Show each line in the listing below that contains the string "plaid", with case counting.

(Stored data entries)
────

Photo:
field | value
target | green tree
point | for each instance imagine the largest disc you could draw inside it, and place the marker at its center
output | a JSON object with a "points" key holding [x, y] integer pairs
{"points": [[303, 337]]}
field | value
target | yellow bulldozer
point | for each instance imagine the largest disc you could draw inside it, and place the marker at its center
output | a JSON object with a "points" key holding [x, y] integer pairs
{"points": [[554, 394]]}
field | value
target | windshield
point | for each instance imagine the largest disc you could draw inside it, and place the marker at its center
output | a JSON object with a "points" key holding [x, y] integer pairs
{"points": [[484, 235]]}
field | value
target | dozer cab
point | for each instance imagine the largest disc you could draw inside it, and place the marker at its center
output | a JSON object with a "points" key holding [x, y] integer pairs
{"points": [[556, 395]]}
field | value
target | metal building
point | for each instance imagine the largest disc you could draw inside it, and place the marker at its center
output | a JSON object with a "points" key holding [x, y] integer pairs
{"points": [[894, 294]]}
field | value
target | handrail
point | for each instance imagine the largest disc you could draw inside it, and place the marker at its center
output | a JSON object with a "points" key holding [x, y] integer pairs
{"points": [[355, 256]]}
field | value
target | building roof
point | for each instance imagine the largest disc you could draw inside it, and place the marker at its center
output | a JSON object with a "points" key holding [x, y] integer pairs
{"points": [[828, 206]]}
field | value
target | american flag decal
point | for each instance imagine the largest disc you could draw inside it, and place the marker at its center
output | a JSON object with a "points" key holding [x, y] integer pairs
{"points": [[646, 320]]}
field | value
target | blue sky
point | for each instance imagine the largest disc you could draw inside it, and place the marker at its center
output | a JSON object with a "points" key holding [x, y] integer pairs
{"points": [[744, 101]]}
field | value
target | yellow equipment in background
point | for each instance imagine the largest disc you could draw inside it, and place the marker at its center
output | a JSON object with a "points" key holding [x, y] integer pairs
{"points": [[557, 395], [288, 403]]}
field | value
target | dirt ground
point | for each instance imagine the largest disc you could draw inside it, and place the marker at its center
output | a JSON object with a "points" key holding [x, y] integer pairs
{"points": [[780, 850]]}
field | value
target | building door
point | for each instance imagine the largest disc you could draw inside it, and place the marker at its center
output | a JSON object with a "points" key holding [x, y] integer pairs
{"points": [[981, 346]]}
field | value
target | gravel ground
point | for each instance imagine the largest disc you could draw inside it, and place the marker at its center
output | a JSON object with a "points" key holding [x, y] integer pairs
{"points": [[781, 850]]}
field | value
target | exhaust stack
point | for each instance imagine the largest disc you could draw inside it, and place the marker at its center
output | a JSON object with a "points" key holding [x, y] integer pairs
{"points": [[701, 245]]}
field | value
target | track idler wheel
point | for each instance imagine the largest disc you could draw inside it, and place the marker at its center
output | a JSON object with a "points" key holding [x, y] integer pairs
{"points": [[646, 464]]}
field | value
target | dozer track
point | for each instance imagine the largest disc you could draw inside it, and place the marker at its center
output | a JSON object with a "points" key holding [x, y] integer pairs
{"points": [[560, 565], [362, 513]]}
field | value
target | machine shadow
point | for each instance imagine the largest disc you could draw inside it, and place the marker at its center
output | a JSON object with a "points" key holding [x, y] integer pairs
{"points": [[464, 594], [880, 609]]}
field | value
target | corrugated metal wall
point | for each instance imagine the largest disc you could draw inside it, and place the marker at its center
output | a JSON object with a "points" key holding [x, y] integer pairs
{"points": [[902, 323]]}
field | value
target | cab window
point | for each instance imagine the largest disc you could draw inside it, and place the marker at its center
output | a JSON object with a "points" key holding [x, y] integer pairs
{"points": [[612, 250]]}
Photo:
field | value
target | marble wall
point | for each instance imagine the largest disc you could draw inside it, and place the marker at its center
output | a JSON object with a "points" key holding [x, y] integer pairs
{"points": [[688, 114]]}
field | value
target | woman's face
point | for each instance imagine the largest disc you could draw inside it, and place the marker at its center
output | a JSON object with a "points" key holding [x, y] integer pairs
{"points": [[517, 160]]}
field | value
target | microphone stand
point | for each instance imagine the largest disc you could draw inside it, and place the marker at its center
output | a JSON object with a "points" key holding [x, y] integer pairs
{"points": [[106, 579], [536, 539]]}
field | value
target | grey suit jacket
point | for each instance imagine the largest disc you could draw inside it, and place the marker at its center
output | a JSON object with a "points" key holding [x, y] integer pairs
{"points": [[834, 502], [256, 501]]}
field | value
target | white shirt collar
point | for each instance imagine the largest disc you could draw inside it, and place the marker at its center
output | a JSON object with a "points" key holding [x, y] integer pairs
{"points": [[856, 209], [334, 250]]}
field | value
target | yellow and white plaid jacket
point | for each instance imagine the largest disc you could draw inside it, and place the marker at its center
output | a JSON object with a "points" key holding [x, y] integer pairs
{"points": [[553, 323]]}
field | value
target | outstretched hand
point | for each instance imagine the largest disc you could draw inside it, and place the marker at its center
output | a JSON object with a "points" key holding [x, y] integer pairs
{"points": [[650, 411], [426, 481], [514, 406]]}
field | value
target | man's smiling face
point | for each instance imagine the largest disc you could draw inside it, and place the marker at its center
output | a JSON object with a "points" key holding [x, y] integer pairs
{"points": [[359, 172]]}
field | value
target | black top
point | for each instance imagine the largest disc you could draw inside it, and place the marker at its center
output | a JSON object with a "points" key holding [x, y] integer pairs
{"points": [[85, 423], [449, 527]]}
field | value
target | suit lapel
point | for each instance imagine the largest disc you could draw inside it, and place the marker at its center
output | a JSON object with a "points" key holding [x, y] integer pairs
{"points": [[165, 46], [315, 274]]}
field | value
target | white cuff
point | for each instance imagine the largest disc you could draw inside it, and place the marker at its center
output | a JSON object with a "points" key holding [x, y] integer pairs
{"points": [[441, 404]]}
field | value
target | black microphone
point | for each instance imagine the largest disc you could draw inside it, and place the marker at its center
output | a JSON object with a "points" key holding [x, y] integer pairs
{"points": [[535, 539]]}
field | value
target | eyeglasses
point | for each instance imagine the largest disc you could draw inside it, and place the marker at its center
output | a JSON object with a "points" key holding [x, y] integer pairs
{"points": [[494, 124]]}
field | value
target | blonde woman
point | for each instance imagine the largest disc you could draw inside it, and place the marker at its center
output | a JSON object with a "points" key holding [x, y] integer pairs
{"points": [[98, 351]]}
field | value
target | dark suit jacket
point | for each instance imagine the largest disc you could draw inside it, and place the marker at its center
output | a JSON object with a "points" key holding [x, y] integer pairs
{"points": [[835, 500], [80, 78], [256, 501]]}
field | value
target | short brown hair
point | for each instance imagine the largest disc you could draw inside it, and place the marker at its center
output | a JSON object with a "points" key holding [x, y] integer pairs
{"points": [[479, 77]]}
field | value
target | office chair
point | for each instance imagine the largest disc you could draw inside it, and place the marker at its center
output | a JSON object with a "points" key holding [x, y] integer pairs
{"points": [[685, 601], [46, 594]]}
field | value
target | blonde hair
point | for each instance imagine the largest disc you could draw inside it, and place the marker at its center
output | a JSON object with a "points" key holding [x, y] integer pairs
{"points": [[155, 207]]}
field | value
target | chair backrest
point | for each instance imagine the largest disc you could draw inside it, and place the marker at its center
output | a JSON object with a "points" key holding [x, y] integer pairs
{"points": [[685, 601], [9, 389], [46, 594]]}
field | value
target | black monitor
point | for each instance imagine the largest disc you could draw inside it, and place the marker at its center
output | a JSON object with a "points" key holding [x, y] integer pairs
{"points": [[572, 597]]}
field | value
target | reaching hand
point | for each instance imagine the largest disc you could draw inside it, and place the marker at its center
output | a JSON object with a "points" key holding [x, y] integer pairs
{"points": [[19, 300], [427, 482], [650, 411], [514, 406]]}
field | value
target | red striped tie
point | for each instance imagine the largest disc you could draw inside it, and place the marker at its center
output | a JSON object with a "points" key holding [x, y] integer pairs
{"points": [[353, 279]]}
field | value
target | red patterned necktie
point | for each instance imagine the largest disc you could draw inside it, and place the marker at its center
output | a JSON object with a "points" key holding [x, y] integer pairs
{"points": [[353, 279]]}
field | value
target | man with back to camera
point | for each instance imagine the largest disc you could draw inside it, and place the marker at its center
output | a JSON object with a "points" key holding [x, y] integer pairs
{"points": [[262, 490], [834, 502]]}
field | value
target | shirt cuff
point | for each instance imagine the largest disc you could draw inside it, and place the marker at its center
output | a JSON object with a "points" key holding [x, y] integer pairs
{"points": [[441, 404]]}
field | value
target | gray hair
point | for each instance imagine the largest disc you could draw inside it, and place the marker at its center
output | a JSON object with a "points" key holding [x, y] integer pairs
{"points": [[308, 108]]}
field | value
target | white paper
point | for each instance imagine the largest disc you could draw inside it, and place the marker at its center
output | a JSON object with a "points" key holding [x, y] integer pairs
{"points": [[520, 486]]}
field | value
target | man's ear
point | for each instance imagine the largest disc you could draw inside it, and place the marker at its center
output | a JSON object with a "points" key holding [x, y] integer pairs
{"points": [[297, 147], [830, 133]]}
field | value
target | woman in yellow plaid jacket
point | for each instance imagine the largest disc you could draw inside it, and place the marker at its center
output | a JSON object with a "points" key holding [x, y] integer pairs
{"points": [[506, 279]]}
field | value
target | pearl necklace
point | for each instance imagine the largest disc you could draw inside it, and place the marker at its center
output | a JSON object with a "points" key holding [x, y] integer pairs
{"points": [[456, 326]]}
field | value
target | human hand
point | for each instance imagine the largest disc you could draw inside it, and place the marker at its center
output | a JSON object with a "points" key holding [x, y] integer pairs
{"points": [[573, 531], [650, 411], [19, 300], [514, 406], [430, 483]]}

────

Finished task:
target | yellow and white plaid jacket
target | woman in yellow plaid jacket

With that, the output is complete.